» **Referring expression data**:
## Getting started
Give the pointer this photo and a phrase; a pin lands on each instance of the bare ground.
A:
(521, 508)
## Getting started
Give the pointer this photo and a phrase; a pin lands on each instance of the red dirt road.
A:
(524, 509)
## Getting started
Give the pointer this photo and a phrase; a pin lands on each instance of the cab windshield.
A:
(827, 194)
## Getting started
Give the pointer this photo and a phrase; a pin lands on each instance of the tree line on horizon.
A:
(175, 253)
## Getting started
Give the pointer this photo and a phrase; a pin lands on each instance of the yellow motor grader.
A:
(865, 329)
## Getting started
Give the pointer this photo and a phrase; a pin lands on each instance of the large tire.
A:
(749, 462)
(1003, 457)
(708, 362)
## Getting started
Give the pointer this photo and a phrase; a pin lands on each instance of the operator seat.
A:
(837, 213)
--
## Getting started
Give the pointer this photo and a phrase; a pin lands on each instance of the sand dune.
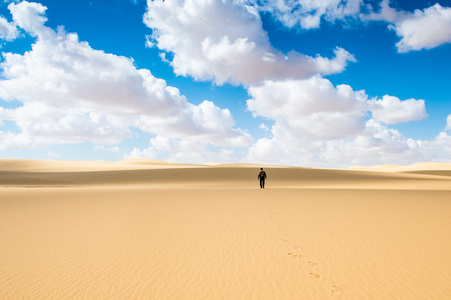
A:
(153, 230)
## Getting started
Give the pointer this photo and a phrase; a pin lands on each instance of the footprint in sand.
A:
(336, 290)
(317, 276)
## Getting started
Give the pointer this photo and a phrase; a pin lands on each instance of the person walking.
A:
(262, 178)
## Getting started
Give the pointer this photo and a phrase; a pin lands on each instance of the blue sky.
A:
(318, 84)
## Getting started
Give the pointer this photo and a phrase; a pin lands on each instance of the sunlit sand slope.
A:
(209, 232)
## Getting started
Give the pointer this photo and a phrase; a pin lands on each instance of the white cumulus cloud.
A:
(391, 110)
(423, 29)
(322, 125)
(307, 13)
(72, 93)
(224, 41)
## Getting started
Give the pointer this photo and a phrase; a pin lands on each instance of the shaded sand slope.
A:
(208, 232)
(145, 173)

» **TASK TO CARRY OUT**:
Every line of the data that includes the word "sand" should be copied.

» **SOLUTION TO THE EXERCISE**:
Give the pointer this photo and a phrase; a pin lands on each instance of the sand dune.
Give the pointer this photo and a phrase; a pin lands on each instance of the footprint in sand.
Give the pointer this photo and a phrase; a pin lands on each instance of the sunlit sand slope.
Give the pointer this photo and a phrase; a pin lands on each instance of the shaded sand slope.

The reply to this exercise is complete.